Texte cité
((
Ce type de pont est alors peu répandu en France ; sa structure présente les mêmes avantages fonctionnels que le pont à haubans (faible hauteur, poussées équilibrées par traction dans le tablier et non transmises aux fondations). Par ailleurs, le bow-string est insensible aux tassements et il s'insère facilement dans un paysage de plaine (BERTHELLEMY, SABLON, PHILIPPON, p. 33 et p. 35-36).
Une travée isostatique est accolée à l'arc en rive gauche. Les deux ouvrages, formant deux travées isostatiques indépendantes, peuvent être rehaussés si l'on décide d'augmenter la hauteur du gabarit à dégager pour la navigation (idem).
Au milieu des années 1990, le pont Bailey, censé être provisoire, commence à présenter des déformations (Freyssinet Magasine, p. 14). Il devient urgent de le remplacer par un pont fixe.
La reconstruction du pont de Saint-Gilles est déclarée d'utilité publique par arrêté préfectoral du 24 février 1995 ; ce dernier autorisant l'expropriation des parcelles concernées. La direction régionale de l'Equipement approuve le projet s'élevant à 55,9 millions de francs quelques mois plus tard, en décembre 1995.
Le groupement d'entreprises conjointes Berthouly (ayant la charge de l'ouvrage d'art) et Richard-Ducros (pour l'ossature métallique) est choisi par appel d'offre passé le 20 mai 1997, le 28 août suivant (BILLO et MASSIANI-LEBAHAR, p. 58).
Les travaux débutent au premier trimestre 1998, avec la réalisation des enceintes étanches, l'exécution des pieux d'appuis, puis l'édification des culées et piles. La superstructure métallique du bow-string est assemblée d'août 1998 à février 1999. En mars 1999, le bow-string est poussé au-dessus du fleuve sur ses appuis définitifs et la dalle du tablier réalisée par éléments préfabriqués. Le montage par lancement a nécessité des renforts provisoires des arcs (BILLO et MASSIANI-LEBAHAR, p. 59 ; BERTHELLEMY et HOORPAH, p. 97).
))
Lignes de données
((
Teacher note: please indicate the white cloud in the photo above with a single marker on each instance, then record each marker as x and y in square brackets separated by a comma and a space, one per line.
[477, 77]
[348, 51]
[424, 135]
))
Tâche courte
Recopiez mot pour mot le passage du texte sur le pont de Saint-Gilles qui va de « Une travée isostatique » jusqu'à « en décembre 1995. » inclus. Les lignes de données forment un ensemble à part, distinct du texte.

Bonne réponse
Une travée isostatique est accolée à l'arc en rive gauche. Les deux ouvrages, formant deux travées isostatiques indépendantes, peuvent être rehaussés si l'on décide d'augmenter la hauteur du gabarit à dégager pour la navigation (idem).
Au milieu des années 1990, le pont Bailey, censé être provisoire, commence à présenter des déformations (Freyssinet Magasine, p. 14). Il devient urgent de le remplacer par un pont fixe.
La reconstruction du pont de Saint-Gilles est déclarée d'utilité publique par arrêté préfectoral du 24 février 1995 ; ce dernier autorisant l'expropriation des parcelles concernées. La direction régionale de l'Equipement approuve le projet s'élevant à 55,9 millions de francs quelques mois plus tard, en décembre 1995.